NewsBite

commentary
Adam Creighton

RBA balancing act on an uncertain high wire

Adam Creighton
Reserve Bank deputy governor Guy Debelle. Picture: John Feder
Reserve Bank deputy governor Guy Debelle. Picture: John Feder

Up, down or no change. Predicting central bank policy used to be relatively straightforward.

Investors and professional central bank watchers would try to work out what it meant for the official interest rate.

With rates basically at zero, and probably going nowhere for a long time, it’s become a lot harder to know what the central bank is going to do.

Reserve Bank deputy governor Guy Debelle on Tuesday laid out four options for the period ahead: foreign exchange intervention, one final cut in the official cash rate (probably from the prevailing 0.25 per cent to 0.1 per cent), buying more bonds (possibly of different durations) from the government, or possibly taking official rates negative.

* _Data listing_:
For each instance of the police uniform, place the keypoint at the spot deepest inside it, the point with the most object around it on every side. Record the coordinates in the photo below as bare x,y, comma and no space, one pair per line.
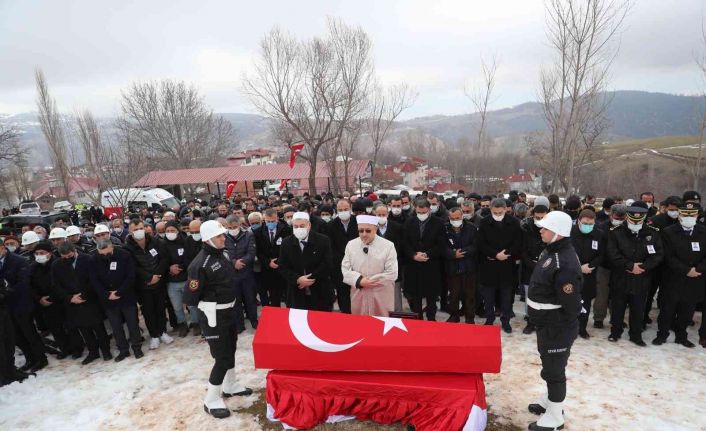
684,249
554,304
627,247
211,288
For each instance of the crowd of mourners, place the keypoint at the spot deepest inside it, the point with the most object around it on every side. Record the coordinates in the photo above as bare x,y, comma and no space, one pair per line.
72,288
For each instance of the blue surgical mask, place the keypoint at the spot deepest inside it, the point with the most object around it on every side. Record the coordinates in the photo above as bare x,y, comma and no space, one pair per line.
586,228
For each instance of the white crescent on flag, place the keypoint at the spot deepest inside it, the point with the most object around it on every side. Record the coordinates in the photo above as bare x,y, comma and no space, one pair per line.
299,323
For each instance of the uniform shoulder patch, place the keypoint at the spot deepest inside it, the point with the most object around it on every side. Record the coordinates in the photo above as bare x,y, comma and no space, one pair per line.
193,285
568,288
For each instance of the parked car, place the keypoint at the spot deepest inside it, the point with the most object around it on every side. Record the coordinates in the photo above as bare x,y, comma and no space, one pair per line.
30,208
63,206
15,222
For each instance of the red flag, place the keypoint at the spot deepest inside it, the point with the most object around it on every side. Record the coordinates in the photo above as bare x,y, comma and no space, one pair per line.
295,149
229,188
291,339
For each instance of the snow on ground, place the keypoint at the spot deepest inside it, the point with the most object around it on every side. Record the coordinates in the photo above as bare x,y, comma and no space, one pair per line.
610,387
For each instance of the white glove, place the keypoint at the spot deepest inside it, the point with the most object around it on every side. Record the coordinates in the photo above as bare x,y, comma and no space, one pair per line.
209,309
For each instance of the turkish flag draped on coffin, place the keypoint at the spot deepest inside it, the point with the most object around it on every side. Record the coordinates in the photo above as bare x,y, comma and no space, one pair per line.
431,402
290,339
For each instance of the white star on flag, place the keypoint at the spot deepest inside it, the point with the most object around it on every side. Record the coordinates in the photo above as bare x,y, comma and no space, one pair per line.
391,322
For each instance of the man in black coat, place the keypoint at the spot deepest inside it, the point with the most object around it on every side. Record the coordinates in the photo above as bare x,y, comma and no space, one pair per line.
634,250
51,309
685,258
113,279
14,269
305,263
590,245
70,276
499,244
267,245
461,262
423,248
341,230
392,231
151,267
532,247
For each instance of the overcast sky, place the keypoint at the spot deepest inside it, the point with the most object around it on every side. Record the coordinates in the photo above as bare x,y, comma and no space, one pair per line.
90,50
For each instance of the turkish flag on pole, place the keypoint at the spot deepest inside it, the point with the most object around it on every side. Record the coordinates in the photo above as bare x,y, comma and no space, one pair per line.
229,188
292,339
295,149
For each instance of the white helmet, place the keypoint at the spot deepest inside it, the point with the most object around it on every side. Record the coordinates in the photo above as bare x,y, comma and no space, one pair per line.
29,237
73,230
57,233
210,229
558,222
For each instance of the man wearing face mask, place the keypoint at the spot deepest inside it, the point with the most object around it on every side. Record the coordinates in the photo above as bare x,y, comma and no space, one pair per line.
634,250
305,262
370,269
603,274
460,260
589,244
396,213
52,310
392,231
532,247
71,282
112,279
341,230
499,243
151,267
554,304
240,246
175,247
683,287
267,244
210,288
423,247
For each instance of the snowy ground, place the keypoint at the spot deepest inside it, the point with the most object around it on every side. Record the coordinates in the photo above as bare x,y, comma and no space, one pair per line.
610,387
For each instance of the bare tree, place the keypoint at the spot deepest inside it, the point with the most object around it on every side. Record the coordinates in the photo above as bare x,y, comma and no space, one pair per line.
172,124
481,96
313,87
53,129
583,35
385,106
114,160
701,62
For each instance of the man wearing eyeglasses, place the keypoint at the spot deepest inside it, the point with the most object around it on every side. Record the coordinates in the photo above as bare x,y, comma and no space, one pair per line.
370,267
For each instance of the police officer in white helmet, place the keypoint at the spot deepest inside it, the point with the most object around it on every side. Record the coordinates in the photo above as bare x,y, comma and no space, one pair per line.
554,304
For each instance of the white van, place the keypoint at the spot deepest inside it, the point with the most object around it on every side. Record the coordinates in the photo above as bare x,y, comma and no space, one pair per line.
112,200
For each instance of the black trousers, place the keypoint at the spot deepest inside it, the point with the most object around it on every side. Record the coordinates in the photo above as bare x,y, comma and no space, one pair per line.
27,338
247,297
95,338
124,314
675,312
274,285
7,347
554,346
462,288
506,293
618,304
153,302
222,341
343,296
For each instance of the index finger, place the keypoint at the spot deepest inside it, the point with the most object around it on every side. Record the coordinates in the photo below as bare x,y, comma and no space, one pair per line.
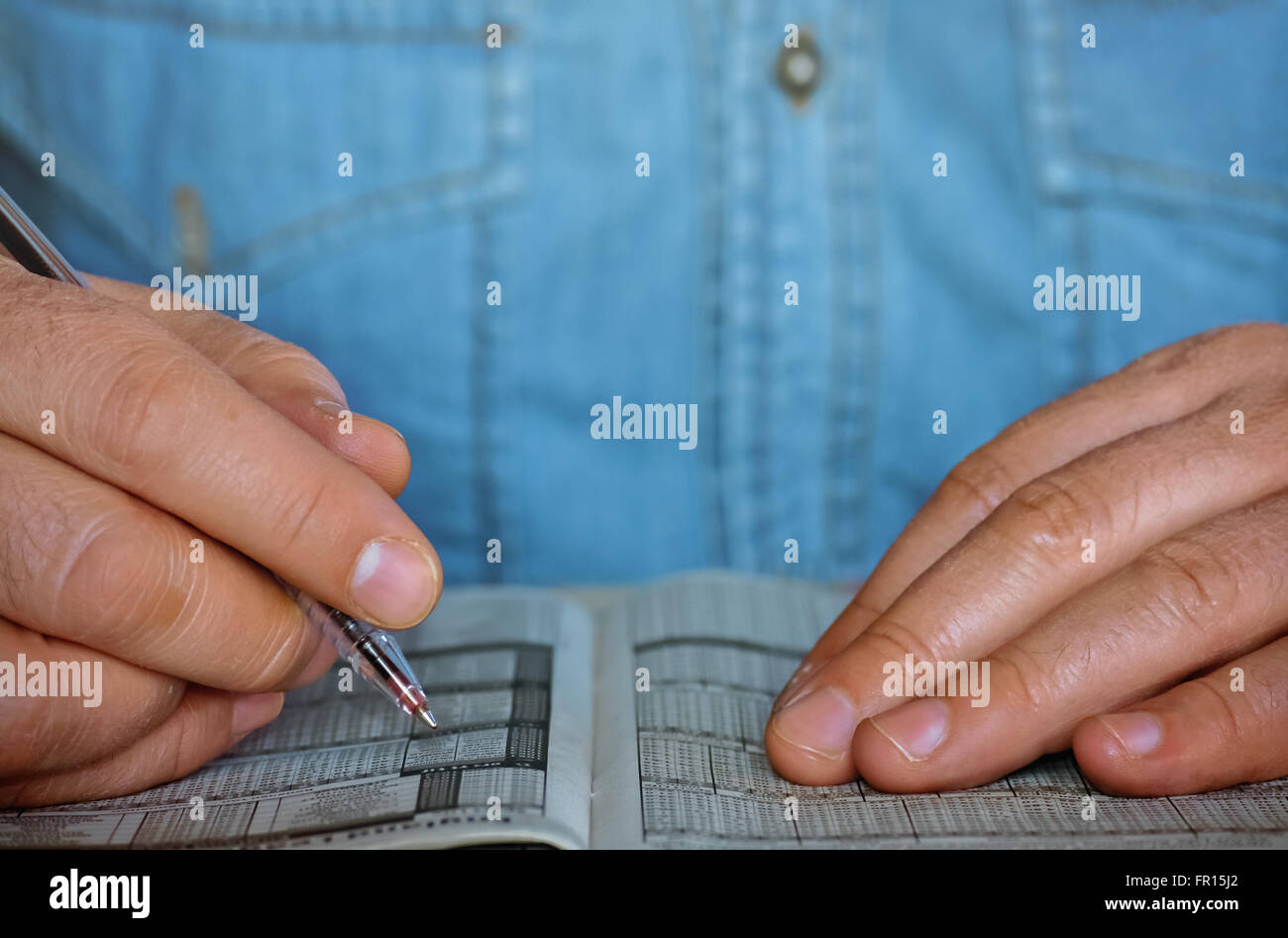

* _Requirement A_: According to the Reserve Bank commentary, what was the prevailing official cash rate from which one final cut might be made?
* _Requirement B_: Write the next part of the Reserve Bank commentary, picking up after its last sentence.

* _Exercise output A_: 0.25 per cent.

* _Exercise output B_:
There are even more levers, truth be told: the Term Funding Facility, a line of credit available to banks, already jacked up to $200bn last month from $90bn, could be tweaked further.

The interest rate paid on commercial banks’ deposits with the RBA, currently 0.1 per cent, could be changed. Then there’s “forward guidance” —– promising to do things — or even “jaw boning”, or cryptically appealing to banks, governments or markets to do other things or else.

Another official rate cut, the most likely change over the next two months, is more a case of formalising the “zero lower bound” than influencing the economy.

A 0.15-percentage-point cut will have little impact on the ­interest rates households and businesses actually pay.

The lower interest rates go, the harder it is for the commercial banks to pass them on without eroding their interest margins because they can’t pay negative interest rates on deposit accounts without customers withdrawing their money in cash.

All this makes central bank watching a more complex pursuit, but is of little import. The ­salient fact of central banking over the past decade has been general failure to achieve inflation targets, be it here, in the US or in Europe.

Asset prices have soared, to be sure, but consumer prices have stagnated.

With an explosion of policy levers, it will be difficult to know what’s “working” and what’s not.

The era of inflation targeting via a short-term interest rate has been coming to an end for a while. The recession has killed it.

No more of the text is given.